• Data extract:
========

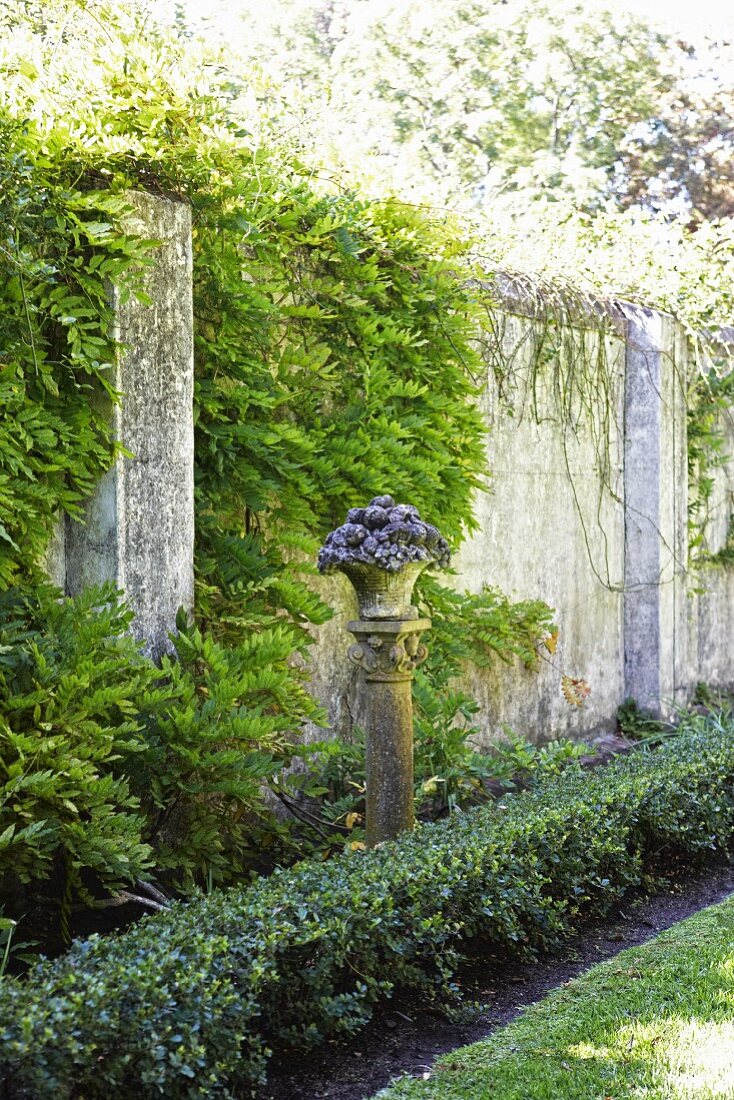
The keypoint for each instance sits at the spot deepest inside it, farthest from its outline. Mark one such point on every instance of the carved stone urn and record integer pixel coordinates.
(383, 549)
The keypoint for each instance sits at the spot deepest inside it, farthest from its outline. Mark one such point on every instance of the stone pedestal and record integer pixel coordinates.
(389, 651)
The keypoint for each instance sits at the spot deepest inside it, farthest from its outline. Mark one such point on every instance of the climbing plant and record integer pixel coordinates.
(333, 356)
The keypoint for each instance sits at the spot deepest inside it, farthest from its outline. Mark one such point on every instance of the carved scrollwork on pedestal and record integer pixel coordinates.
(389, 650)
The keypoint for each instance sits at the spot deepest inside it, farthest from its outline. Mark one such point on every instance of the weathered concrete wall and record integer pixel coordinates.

========

• Aim of the task: Reproduce every line of the data from the line containing "on pedestal and record integer pixel coordinates." through the end of the data, adding -53 to each coordinate in the answers and leaving all other text unchanged. Write out only those lines.

• Written solution:
The keypoint for each instance sits at the spot deepest inside it, farthest from its outline. Mark one such point on every instance of the carved scrollwork on pedestal and record integer pixel coordinates.
(336, 597)
The keypoint for each instance sits at the spot deepest inside it, farthest from its outline. Mark one such point on every instance of the weathered concrete wall and record integer pixel coordinates.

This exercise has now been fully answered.